» Short task a
From the Nexus 7 forum thread below, write out the passage starting at "The recovery thing" and ending after "any computer works.".

» Text to read
- - -
# Chainfre 3D on nexus 7



## digitsix (Jul 10, 2012)

Just tried it, didnt work. Installed ok but wont boot, stick on google logo. It actually broke my recovery as well so I had to fastboot flash the recovery again, then restore my nandroid.

Anyone have different results?


----------



## frenetic (Nov 30, 2011)

digitsix said:


> Just tried it, didnt work. Installed ok but wont boot, stick on google logo. It actually broke my recovery as well so I had to fastboot flash the recovery again, then restore my nandroid.
> 
> Anyone have different results?


Exactly what happens to me. CM10 and stock.


----------



## droidmakespwn (Jun 14, 2011)

The recovery thing is actually a nexus 7 wide problem. To enter recovery you either had to use an app like goo manager to reboot recovery or I have also heard that trying to enter recovery while plugged in to any computer works.

Sent from my Nexus 7 using Tapatalk 2


----------



## digitsix (Jul 10, 2012)
- - -
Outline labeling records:
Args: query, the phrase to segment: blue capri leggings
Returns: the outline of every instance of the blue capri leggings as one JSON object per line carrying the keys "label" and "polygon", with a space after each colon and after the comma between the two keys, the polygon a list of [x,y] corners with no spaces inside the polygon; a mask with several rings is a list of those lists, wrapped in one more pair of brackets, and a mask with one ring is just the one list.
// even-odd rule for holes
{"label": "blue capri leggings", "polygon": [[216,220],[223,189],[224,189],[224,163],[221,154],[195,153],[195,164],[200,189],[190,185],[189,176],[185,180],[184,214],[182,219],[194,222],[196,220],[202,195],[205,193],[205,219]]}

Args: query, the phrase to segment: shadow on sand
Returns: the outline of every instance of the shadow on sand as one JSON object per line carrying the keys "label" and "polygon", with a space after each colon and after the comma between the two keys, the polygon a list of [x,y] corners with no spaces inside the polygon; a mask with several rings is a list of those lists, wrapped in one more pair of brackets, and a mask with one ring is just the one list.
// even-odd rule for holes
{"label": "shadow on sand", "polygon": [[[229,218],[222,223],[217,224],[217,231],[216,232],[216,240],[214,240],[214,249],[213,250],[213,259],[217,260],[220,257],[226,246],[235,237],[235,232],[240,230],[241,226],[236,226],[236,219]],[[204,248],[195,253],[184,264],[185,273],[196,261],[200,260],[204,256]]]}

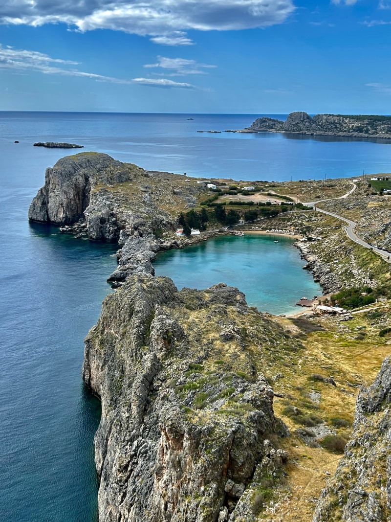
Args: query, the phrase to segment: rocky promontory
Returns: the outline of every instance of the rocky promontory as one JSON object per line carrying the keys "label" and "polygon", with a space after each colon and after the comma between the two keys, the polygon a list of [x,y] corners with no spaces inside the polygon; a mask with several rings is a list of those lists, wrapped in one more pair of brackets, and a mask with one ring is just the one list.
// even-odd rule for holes
{"label": "rocky promontory", "polygon": [[291,112],[286,121],[258,118],[243,132],[283,132],[314,136],[391,139],[391,116]]}
{"label": "rocky promontory", "polygon": [[118,283],[133,272],[153,274],[151,261],[159,250],[202,240],[172,238],[180,210],[193,207],[205,192],[187,179],[145,171],[106,154],[66,156],[46,169],[29,219],[92,241],[118,242],[119,264],[109,278]]}
{"label": "rocky promontory", "polygon": [[34,147],[45,147],[47,149],[83,149],[84,145],[76,145],[74,143],[62,143],[58,141],[37,141]]}
{"label": "rocky promontory", "polygon": [[106,298],[82,370],[102,400],[100,520],[255,520],[288,457],[262,369],[277,341],[300,349],[225,284],[133,274]]}

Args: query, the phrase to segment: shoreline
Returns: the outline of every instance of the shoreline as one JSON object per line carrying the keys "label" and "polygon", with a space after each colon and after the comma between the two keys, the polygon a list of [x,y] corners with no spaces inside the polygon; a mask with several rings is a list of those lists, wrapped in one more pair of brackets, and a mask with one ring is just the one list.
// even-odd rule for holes
{"label": "shoreline", "polygon": [[254,235],[279,235],[285,238],[291,238],[296,241],[302,238],[302,236],[298,234],[284,234],[283,232],[266,232],[266,230],[242,230],[241,231],[244,232],[245,235],[252,234]]}

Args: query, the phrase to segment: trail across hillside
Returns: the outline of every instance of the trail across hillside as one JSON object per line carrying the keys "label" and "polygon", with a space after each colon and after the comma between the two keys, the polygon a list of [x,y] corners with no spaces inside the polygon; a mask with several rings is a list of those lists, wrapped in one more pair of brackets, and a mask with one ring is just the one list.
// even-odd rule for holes
{"label": "trail across hillside", "polygon": [[382,256],[385,260],[390,263],[391,261],[389,258],[389,252],[387,252],[386,250],[382,250],[381,248],[378,248],[377,247],[372,246],[372,245],[370,245],[369,243],[366,243],[366,241],[364,241],[361,238],[359,238],[355,232],[355,229],[357,224],[355,221],[353,221],[351,219],[348,219],[347,218],[344,218],[342,216],[339,216],[338,214],[335,214],[333,212],[329,212],[328,210],[324,210],[322,208],[319,208],[317,206],[319,203],[321,203],[322,201],[331,201],[333,199],[346,199],[351,194],[352,194],[357,188],[357,186],[355,183],[353,183],[352,182],[351,183],[353,185],[352,188],[348,192],[347,192],[346,194],[344,194],[343,196],[340,196],[339,197],[337,198],[330,198],[328,199],[321,199],[319,201],[310,201],[307,203],[303,203],[303,204],[306,205],[308,207],[313,207],[314,210],[316,210],[317,212],[321,212],[324,214],[327,214],[328,216],[332,216],[333,218],[337,218],[337,219],[340,219],[343,221],[345,221],[345,222],[347,223],[347,225],[345,228],[345,230],[349,239],[351,239],[352,241],[358,243],[359,245],[361,245],[362,246],[364,246],[366,248],[369,248],[370,250],[373,250],[374,252],[375,252],[379,255]]}

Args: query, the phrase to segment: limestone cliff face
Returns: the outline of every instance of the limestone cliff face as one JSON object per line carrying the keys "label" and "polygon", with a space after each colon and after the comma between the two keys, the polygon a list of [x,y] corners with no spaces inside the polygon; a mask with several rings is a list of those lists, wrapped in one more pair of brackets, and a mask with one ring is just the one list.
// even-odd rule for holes
{"label": "limestone cliff face", "polygon": [[92,185],[100,181],[113,183],[128,179],[125,173],[118,176],[117,172],[100,179],[100,171],[118,164],[106,154],[85,152],[62,158],[54,167],[46,169],[45,185],[30,205],[29,219],[55,224],[80,219],[90,204]]}
{"label": "limestone cliff face", "polygon": [[315,114],[291,112],[286,121],[268,117],[257,118],[247,129],[259,132],[273,131],[320,136],[391,138],[391,117],[341,114]]}
{"label": "limestone cliff face", "polygon": [[205,191],[189,182],[106,154],[66,156],[46,169],[29,219],[62,226],[60,232],[93,241],[118,242],[119,264],[109,279],[120,284],[133,272],[153,274],[151,261],[158,250],[189,242],[178,238],[159,245],[154,234],[175,230],[180,210],[194,206],[198,194]]}
{"label": "limestone cliff face", "polygon": [[223,284],[178,292],[137,274],[106,299],[82,370],[102,400],[100,520],[255,520],[287,456],[261,372],[286,342],[276,328]]}
{"label": "limestone cliff face", "polygon": [[391,358],[357,402],[351,440],[323,490],[313,522],[391,518]]}

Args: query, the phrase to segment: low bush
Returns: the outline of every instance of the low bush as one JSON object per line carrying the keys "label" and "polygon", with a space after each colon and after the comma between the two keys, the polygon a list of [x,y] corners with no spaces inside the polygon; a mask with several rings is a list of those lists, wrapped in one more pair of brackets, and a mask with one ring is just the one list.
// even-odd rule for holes
{"label": "low bush", "polygon": [[344,453],[347,441],[338,435],[326,435],[321,441],[321,445],[327,451],[332,453],[341,454]]}

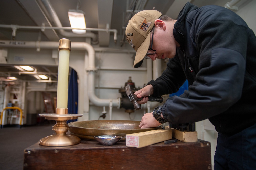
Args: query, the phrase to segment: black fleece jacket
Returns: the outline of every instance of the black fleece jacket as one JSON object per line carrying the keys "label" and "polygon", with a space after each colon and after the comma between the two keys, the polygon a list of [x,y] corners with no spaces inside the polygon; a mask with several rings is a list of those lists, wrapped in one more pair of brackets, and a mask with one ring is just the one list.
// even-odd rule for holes
{"label": "black fleece jacket", "polygon": [[180,47],[162,75],[148,84],[153,96],[177,91],[163,116],[177,124],[208,119],[218,132],[232,134],[256,123],[256,37],[239,16],[215,5],[188,2],[174,25]]}

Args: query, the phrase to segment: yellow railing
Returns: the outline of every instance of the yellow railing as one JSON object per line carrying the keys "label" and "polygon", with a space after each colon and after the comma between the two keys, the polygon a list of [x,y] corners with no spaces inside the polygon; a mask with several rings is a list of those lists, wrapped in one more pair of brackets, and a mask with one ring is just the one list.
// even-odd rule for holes
{"label": "yellow railing", "polygon": [[6,110],[7,109],[16,109],[18,110],[20,112],[20,115],[19,116],[19,125],[20,126],[21,126],[22,120],[22,110],[21,109],[18,107],[6,107],[2,111],[2,112],[1,113],[1,119],[0,120],[0,126],[1,126],[1,127],[2,126],[2,121],[3,120],[3,115],[4,113],[4,111],[5,110]]}

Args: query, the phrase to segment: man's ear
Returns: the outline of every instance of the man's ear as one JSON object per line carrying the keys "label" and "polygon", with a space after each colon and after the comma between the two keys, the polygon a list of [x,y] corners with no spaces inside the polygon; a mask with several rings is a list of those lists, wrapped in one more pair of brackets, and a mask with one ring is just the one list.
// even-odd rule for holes
{"label": "man's ear", "polygon": [[159,27],[164,30],[166,29],[166,25],[164,21],[159,19],[155,21],[155,26]]}

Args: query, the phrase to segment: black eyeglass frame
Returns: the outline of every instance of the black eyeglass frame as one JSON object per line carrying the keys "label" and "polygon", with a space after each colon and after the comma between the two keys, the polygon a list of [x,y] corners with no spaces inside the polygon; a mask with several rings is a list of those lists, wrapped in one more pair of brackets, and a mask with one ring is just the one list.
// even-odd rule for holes
{"label": "black eyeglass frame", "polygon": [[[153,33],[152,33],[152,39],[151,40],[151,46],[150,48],[148,48],[148,52],[147,52],[147,54],[146,54],[146,55],[145,56],[145,57],[144,57],[144,58],[150,58],[149,57],[148,55],[155,54],[156,53],[156,51],[152,49],[152,46],[153,45],[153,39],[154,38],[154,32],[153,32]],[[148,53],[148,51],[149,51],[150,50],[151,50],[151,51],[154,51],[154,53]]]}

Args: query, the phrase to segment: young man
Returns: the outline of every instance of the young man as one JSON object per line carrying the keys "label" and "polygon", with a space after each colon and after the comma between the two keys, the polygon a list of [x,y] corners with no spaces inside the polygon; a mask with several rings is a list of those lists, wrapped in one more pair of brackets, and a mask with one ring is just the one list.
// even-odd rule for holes
{"label": "young man", "polygon": [[170,59],[159,77],[134,93],[138,97],[176,92],[186,79],[189,85],[145,114],[140,127],[208,119],[218,132],[215,169],[255,168],[256,37],[244,21],[223,7],[188,2],[177,20],[154,10],[138,12],[126,33],[136,51],[135,68],[144,58]]}

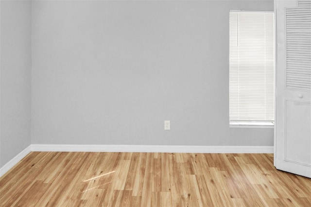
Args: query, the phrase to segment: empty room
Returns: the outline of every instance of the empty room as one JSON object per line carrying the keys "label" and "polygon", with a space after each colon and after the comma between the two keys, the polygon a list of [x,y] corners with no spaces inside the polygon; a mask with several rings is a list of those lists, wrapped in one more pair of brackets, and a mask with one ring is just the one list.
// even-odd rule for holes
{"label": "empty room", "polygon": [[0,0],[0,207],[311,206],[311,0]]}

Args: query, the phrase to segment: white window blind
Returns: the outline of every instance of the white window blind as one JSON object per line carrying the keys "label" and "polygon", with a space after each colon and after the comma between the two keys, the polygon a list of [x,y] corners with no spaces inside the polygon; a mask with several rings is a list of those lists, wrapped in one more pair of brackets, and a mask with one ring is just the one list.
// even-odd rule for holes
{"label": "white window blind", "polygon": [[230,120],[274,120],[274,15],[230,12]]}

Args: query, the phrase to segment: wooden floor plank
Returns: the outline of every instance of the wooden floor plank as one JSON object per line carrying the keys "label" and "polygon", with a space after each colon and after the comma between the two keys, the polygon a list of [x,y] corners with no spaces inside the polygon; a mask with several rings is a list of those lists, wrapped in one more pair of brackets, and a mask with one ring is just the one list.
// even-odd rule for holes
{"label": "wooden floor plank", "polygon": [[0,178],[1,206],[311,206],[311,179],[272,154],[31,152]]}

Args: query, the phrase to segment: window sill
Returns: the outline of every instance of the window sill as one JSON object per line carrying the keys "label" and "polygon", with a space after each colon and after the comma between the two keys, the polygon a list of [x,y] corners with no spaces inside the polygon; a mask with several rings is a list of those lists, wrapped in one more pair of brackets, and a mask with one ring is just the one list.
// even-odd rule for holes
{"label": "window sill", "polygon": [[274,128],[274,121],[230,121],[230,128]]}

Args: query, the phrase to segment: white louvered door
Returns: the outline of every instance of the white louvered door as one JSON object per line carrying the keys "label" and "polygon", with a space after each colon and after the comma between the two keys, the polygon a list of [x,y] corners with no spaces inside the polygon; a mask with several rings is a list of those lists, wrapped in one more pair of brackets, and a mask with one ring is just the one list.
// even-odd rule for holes
{"label": "white louvered door", "polygon": [[311,0],[275,3],[275,165],[311,177]]}

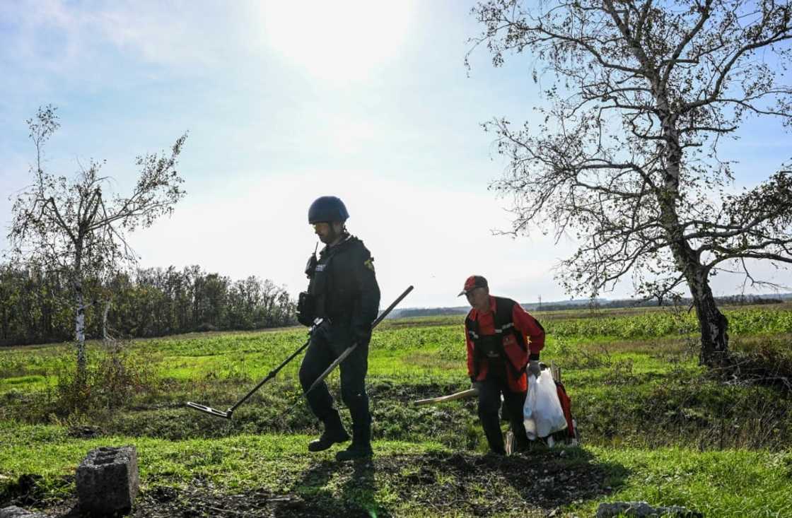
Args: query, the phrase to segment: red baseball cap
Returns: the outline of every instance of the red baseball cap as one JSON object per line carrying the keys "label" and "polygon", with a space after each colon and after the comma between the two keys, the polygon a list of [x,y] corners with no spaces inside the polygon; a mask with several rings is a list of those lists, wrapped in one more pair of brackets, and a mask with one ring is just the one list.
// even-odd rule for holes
- - -
» Short task b
Gather every line of the records above that contains the string "louvered".

» Written response a
The recovery thing is actually a nexus 7 wide problem. To enter recovery you either had to use an app like goo manager to reboot recovery or I have also heard that trying to enter recovery while plugged in to any computer works.

» Written response b
Args: query, the phrase to segment: white louvered door
Returns: the outline of every instance of the white louvered door as one JSON object per line carrying the keys "label" and "polygon", with a space after each colon and after the comma between the two keys, the polygon a list of [x,y] corners with no spaces inside the polygon; a mask with several rings is a list of those lists, wrapped in one more pair of brackets, and a mask with one ring is just the one list.
{"label": "white louvered door", "polygon": [[311,0],[275,3],[275,165],[311,177]]}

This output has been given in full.